**Prompt**
Write out each line exactly as it stands, please.

begin Supplied records

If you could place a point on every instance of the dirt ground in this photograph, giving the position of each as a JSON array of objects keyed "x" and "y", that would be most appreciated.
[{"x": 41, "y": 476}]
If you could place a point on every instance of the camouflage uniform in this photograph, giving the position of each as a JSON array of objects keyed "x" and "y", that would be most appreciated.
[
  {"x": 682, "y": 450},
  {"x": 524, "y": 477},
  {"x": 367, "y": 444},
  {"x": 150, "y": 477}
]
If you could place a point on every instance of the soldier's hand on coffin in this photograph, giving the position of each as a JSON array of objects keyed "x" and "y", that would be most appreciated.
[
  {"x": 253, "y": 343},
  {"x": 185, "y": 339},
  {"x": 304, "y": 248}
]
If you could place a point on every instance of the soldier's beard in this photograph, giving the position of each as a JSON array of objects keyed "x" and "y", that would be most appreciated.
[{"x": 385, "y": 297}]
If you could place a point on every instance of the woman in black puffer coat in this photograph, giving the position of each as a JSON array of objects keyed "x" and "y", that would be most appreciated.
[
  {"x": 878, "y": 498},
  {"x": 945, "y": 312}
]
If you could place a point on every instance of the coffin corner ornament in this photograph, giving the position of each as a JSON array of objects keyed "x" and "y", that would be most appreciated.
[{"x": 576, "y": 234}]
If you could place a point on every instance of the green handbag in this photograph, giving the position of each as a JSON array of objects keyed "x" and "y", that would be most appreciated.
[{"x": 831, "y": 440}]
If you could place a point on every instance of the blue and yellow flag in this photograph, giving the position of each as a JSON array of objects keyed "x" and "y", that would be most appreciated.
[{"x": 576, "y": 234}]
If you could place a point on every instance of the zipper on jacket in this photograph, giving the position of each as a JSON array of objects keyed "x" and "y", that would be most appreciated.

end Supplied records

**Written solution**
If you could place a point on every instance of the dirt ground in this photograph, giving the position of each as a JSON array of objects keyed "x" and "y", that would be most appreciated.
[{"x": 41, "y": 476}]
If you could place a point on every instance of the camouflage uniform in this photograph, giving the position of each as a JSON array of objects keyed "x" and "y", that would be most appreciated.
[
  {"x": 682, "y": 450},
  {"x": 524, "y": 477},
  {"x": 367, "y": 444},
  {"x": 150, "y": 477}
]
If you could place a point on every instance of the soldier's hand on coffin in this photograph, giving the position of each as a JSON array of objects keyed "x" and "y", that would be most appreciated.
[
  {"x": 253, "y": 343},
  {"x": 185, "y": 339},
  {"x": 304, "y": 248}
]
If you could place a point on every instance of the soldier's beard in this photograph, giving the position of each as a JSON array of objects keyed "x" and "y", that would be most appreciated.
[{"x": 385, "y": 297}]
If you could place a point on every instance of the woman in black puffer coat in this photograph, giving the position of each as a JSON array of objects keyed "x" and "y", that would be most appreciated.
[
  {"x": 878, "y": 498},
  {"x": 945, "y": 312}
]
If you could place a point on every instance of the coffin corner ornament in this photograph, giving the position of each as a JSON array of objects keyed "x" and "y", that would be most appreciated.
[{"x": 576, "y": 234}]
If you could place a point on every instance of the green handbag in this photograph, giving the position of each as a JSON array of objects keyed "x" and "y", that would be most appreciated.
[{"x": 831, "y": 440}]
If you could place a point on every instance of the blue and yellow flag in this photograph, giving the position of each as a JSON array of objects keyed "x" and "y", that would be most appreciated.
[{"x": 576, "y": 234}]
If you could place a point on every instance of the zipper on jacket in this photograph, giving the position of each as a JSON array of objects keyed "x" and "y", that would be most appreciated.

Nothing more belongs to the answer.